§ **REQUIREMENT**
According to the study abstract on atazanavir-related hyperbilirubinemia, how many patients developed grade IV hyperbilirubinemia?

Hyperbilirubinemia during Atazanavir Treatment in 2,404 Patients in the Italian Atazanavir Expanded Access Program and MASTER Cohorts
Although the mechanism of atazanavir (ATV)-related hyperbilirubinemia is well identified, its prevalence, risk factors, and association with transaminase flares have rarely been assessed in a large population from the “real life” setting.
Prospectively collected data on 2,404 patients from the Italian MASTER Cohort and the Italian ATV expanded access program database were examined. Uni- and multivariable Cox proportional hazards regression models were conducted to identify risk factors for grade ≥ III hyperbilirubinemia during the administration of ATV. The risk of increased levels of serum alanine aminotranferase (ALT) was compared between patients with or without grade ≥ III hyperbilirubinemia in a Cox regression analysis stratified by hepatitis C virus (HCV) serostatus.
Grade III and IV hyperbilirubinemia were observed in 1,072 (44.6%) and 174 (7.2%) of the patients, respectively. Higher CD4+ T-cell counts, abnormal bilirubinemia at baseline, and ritonavir co-administration were associated with a higher risk of developing grade ≥ III hyperbilirubinemia. In contrast, female gender, clinical class C, and non-nucleoside reverse transcriptase co-administration appeared to be protective. Higher bilirubinemia at baseline and the use of ritonavir were associated with a higher risk of grade IV hyperbilirubinemia. The occurrence of grade ≥ III hyperbilirubinemia was not associated with severe hepatotoxicity (hazard ratio 1.00, 95% confidence interval 0.64–1.57; p = 0.997).
Hyperbilrubinemia is a common side effect of an ATV pharmacotherapeutic regimen. However, grade IV increase in bilirubin was rarely found. In most cases, ATV hyperbilirubinemia appeared to be an innocent phenomenon as far as the risk of a subsequent increase in liver enzyme level is concerned.

§ **SOURCE INFORMATION**
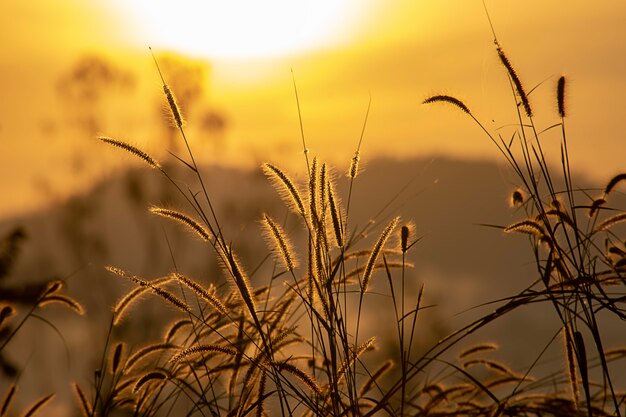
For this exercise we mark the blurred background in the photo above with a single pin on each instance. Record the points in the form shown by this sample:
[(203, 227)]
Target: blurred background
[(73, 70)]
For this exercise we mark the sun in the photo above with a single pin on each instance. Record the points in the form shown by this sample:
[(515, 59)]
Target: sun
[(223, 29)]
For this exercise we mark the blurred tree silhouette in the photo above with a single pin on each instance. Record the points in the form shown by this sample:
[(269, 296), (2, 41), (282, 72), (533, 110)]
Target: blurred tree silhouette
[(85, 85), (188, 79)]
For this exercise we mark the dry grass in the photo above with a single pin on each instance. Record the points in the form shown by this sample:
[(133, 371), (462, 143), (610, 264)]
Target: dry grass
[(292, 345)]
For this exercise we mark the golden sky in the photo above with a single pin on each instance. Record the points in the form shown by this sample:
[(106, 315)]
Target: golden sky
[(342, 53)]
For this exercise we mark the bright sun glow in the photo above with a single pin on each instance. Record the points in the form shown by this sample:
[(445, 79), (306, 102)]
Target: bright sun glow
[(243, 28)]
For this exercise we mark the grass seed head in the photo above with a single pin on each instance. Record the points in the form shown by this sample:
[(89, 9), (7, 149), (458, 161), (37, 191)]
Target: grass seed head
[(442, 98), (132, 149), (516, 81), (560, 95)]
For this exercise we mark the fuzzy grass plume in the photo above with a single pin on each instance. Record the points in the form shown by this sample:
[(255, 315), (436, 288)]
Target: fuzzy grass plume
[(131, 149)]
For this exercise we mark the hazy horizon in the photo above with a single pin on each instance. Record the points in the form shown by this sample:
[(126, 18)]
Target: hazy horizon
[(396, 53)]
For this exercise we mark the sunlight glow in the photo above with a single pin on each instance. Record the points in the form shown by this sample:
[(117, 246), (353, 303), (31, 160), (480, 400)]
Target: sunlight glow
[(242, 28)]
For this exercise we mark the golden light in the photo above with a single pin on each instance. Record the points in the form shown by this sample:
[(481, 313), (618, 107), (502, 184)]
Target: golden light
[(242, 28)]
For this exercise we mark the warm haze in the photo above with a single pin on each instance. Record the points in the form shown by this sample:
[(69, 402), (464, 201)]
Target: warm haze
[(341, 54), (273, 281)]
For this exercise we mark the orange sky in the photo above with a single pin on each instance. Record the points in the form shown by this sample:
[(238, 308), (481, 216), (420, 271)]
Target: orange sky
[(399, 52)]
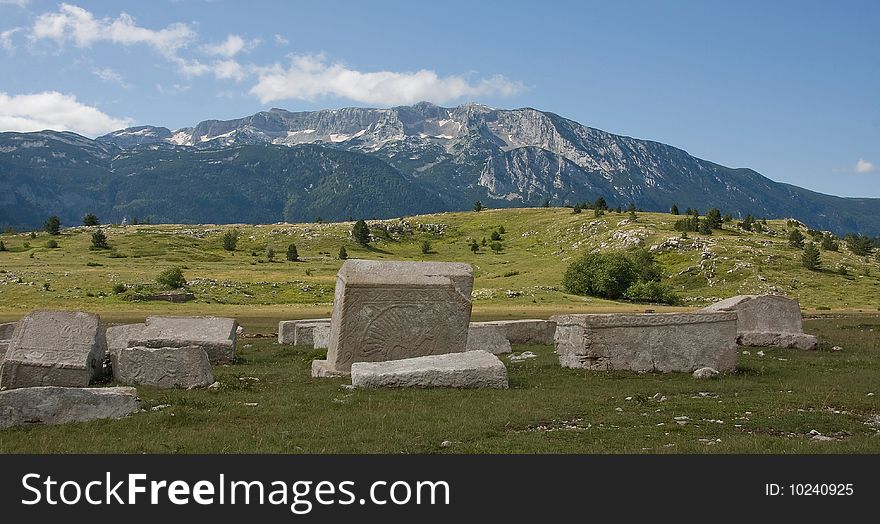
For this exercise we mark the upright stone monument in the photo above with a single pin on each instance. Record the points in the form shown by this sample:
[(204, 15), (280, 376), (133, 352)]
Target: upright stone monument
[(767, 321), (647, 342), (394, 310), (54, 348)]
--
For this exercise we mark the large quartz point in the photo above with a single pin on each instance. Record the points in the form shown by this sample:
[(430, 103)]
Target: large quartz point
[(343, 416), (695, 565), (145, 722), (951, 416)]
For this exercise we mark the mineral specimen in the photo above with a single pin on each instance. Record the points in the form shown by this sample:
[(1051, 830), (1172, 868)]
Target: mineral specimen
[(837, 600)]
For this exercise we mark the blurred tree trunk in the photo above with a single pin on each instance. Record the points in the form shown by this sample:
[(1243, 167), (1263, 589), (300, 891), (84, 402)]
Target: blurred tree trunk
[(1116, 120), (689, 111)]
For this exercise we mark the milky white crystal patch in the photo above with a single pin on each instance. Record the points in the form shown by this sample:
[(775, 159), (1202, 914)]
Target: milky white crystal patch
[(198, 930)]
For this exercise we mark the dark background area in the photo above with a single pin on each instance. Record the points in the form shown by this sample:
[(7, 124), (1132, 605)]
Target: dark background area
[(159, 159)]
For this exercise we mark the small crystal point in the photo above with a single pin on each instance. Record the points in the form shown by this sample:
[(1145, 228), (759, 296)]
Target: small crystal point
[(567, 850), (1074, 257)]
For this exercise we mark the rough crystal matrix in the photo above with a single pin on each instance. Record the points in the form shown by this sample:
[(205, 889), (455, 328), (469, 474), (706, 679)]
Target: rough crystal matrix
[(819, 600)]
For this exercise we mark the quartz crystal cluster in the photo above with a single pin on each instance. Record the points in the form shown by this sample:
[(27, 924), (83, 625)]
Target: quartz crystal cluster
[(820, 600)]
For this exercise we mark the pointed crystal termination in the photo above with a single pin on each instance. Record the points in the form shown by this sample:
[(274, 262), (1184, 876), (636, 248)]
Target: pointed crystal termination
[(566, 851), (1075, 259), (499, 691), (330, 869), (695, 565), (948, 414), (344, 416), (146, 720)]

§ **EXPECTED OUTPUT**
174 patients (7.2%) developed grade IV hyperbilirubinemia.